▶ [Prompt]: Images do not belong in the copy. Set down all the entries exactly.

▶ [Input]:
=== Begin Enclosure ===

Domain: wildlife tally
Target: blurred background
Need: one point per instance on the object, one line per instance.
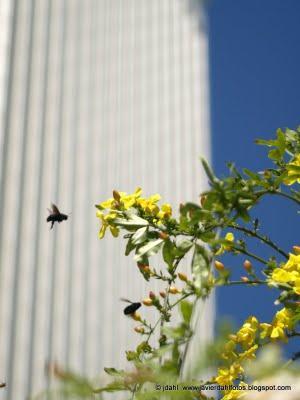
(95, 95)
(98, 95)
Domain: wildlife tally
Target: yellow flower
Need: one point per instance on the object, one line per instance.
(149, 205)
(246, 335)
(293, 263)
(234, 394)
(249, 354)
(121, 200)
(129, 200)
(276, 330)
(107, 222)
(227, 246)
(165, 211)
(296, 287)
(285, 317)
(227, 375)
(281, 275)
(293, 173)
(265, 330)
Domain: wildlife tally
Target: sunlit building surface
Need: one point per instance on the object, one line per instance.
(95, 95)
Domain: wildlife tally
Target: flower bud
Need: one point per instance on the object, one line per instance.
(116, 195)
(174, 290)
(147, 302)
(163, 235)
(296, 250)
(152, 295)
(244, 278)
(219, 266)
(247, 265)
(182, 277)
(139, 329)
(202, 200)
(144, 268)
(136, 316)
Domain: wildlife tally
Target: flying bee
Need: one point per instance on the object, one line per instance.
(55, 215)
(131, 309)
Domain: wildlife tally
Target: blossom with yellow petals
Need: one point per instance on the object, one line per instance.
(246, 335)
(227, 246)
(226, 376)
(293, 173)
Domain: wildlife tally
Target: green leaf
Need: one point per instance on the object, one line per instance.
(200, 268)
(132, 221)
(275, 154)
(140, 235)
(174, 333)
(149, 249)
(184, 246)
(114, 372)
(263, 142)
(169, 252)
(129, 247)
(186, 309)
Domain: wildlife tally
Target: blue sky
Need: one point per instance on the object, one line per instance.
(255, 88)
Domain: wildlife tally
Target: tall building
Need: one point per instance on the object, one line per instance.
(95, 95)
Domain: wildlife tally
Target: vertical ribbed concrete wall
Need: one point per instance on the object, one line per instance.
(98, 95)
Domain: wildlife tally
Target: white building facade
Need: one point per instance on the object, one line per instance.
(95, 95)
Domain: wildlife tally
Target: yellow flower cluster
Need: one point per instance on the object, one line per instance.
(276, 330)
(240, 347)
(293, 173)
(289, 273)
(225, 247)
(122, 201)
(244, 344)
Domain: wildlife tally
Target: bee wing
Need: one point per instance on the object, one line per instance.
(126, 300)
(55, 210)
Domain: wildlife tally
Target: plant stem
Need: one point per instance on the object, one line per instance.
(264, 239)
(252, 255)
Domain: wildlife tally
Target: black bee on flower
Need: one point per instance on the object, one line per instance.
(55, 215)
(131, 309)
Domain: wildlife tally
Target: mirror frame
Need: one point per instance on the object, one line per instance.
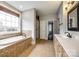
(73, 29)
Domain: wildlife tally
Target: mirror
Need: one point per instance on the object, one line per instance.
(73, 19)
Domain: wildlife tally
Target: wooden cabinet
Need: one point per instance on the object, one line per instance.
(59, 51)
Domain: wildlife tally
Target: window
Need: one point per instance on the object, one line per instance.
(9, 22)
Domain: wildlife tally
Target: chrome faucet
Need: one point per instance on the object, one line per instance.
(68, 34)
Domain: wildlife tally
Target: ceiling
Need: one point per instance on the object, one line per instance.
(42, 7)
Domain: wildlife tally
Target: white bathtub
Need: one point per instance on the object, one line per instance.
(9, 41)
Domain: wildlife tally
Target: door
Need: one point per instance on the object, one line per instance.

=== End Enclosure ===

▶ [Result of the task]:
Domain: wildlife tally
Target: blurred background
Need: one point per instance on the object, one line per instance.
(95, 95)
(98, 95)
Domain: wildlife tally
Target: yellow flower
Need: one point per instance on the object, one line per instance.
(149, 205)
(246, 335)
(293, 263)
(234, 394)
(249, 354)
(121, 200)
(129, 200)
(276, 330)
(107, 222)
(227, 246)
(165, 211)
(296, 287)
(285, 317)
(227, 375)
(281, 275)
(293, 173)
(265, 330)
Domain: wildlife tally
Target: sunlit building surface
Need: one point per instance on the object, one line per instance.
(95, 95)
Domain: wildlife tally
Target: flower bud
Need: one point per instance on the object, one line per instance.
(116, 195)
(174, 290)
(147, 302)
(163, 235)
(296, 250)
(152, 295)
(244, 278)
(219, 266)
(247, 265)
(182, 277)
(139, 329)
(202, 200)
(144, 268)
(136, 316)
Domain: wildlife tally
Target: flying bee
Need: one point per instance on the object, one line per instance.
(55, 215)
(131, 309)
Domain: wildlife tally
Target: blossom with yellow petals
Need: one point per instance on the object, one line per instance.
(246, 335)
(227, 246)
(226, 376)
(293, 173)
Domain: wildlife tally
Target: green leaf
Need: one point per instance on the object, one line per instance.
(200, 268)
(132, 221)
(275, 154)
(140, 235)
(174, 333)
(149, 249)
(184, 246)
(114, 372)
(263, 142)
(169, 252)
(129, 247)
(186, 309)
Domain: wildlife tally
Target: blue sky
Need: one point per instance on the object, one line per instance.
(255, 88)
Domain: wildlife tally
Target: tall building
Need: one point per instance on the object, one line per instance.
(95, 95)
Domain: wildlife tally
Target: vertical ribbed concrete wall
Need: one point per instance on the object, one line per instance.
(98, 95)
Domain: wildlife tally
Target: white building facade
Need: one point per instance on the object, one line per instance.
(95, 95)
Domain: wildlife tally
Target: yellow flower cluster
Need: one point per instance on the object, one line per instance.
(276, 330)
(240, 347)
(293, 173)
(289, 273)
(225, 247)
(122, 201)
(244, 344)
Domain: wildlife tally
Target: bee wing
Need: one point per instance on the object, one line per instance.
(126, 300)
(55, 210)
Domain: wildlife tally
Target: plant stem
Need: one point per instance on the object, one line per instance.
(264, 239)
(252, 255)
Domain: wildlife tally
Target: black bee on flower
Need: one point per instance on the object, one line per instance.
(55, 215)
(131, 309)
Domain: wildlife tally
Target: mirror frame
Need: one point per instance on the object, one line per instance.
(73, 29)
Domain: wildlife tally
Target: mirror
Need: one point per instance on the object, one line per instance.
(73, 19)
Domain: wildlife tally
Target: wooden cabinet
Need: one point per instance on the object, one line per instance.
(59, 51)
Domain: wildlife tally
Target: window
Need: one point per instance on the object, one line per instance.
(9, 22)
Domain: wildlife tally
Target: chrome faucet
Need: one point per instance on the object, one line per instance.
(68, 34)
Domain: wildlife tally
Target: ceiling
Need: one point per instance on the object, one line per instance.
(42, 7)
Domain: wildlife tally
Target: white bathtub
Need: one point per instance on the object, one line per instance.
(9, 41)
Domain: wildlife tally
Target: door
Need: one point per instance on the object, one line per instance.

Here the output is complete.